**TASK REQUIREMENTS:**
Your answer should consist only of the line with "of female jogger." and the lines after it, reproduced exactly through the end of the entries below.

**EXERCISE INPUT:**
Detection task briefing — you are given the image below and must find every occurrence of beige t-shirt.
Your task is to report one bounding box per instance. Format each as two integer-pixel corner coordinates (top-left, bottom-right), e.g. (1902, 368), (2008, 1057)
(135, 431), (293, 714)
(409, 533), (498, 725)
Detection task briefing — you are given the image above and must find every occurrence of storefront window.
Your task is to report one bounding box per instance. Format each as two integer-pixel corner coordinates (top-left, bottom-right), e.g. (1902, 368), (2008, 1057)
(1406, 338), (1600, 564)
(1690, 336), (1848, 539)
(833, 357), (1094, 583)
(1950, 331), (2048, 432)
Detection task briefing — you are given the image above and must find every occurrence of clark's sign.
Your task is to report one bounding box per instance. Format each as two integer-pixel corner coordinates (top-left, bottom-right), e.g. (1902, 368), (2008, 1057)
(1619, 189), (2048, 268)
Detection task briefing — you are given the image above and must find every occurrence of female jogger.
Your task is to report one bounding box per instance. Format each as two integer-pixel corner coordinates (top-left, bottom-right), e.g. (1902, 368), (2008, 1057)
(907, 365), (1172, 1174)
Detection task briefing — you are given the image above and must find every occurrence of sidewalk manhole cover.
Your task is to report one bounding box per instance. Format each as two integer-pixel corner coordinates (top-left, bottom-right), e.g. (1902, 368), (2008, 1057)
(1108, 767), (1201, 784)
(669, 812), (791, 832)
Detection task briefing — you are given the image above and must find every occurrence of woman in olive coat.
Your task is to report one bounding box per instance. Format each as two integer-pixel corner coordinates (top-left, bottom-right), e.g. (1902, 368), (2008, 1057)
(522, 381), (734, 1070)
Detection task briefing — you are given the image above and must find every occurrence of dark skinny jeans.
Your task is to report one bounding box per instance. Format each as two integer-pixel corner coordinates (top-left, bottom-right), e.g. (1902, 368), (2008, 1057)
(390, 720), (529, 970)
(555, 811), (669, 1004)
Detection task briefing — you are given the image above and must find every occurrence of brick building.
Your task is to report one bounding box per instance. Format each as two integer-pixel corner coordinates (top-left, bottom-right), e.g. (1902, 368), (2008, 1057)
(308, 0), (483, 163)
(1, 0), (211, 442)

**THE COMPLETED TASK:**
Detection task briefing — you are given the image above and must find every occurrence of female jogger.
Your task is to report one bounding box per instance. Format each as two integer-pixel corner coordinates (top-left, bottom-right), e.g. (1902, 368), (2008, 1057)
(907, 365), (1172, 1174)
Detection task briefing — you are given the image above and must find every occurrence of sidewalk manhole cover.
Your task is to report one bounding box per instance. Format each as two integer-pixel corner coordinates (top-left, bottom-right), e.g. (1902, 368), (2008, 1057)
(1108, 767), (1201, 784)
(669, 812), (791, 832)
Detection task briefing — you are given the image above and must find every occurrence of woman in olive coat.
Your task is to report one bounding box per instance. Format each as two integer-pixel corner coordinates (top-left, bottom-right), e.g. (1902, 368), (2008, 1057)
(522, 381), (734, 1070)
Detection task briefing — you are given the image above and must find every occurrence of dark skinny jeans.
Your task is to report one bounding box per instance. Format each as two integer-pixel corner coordinates (top-left, bottom-right), e.g. (1902, 368), (2008, 1057)
(390, 720), (529, 970)
(555, 811), (669, 1004)
Detection task briefing — you are given the image above and must find every occurrence of brick building.
Your task is to report one bounding box per instance. Format each as two integer-pixel corner coordinates (top-left, bottom-right), e.g. (1902, 368), (2008, 1057)
(308, 0), (483, 163)
(1, 0), (211, 442)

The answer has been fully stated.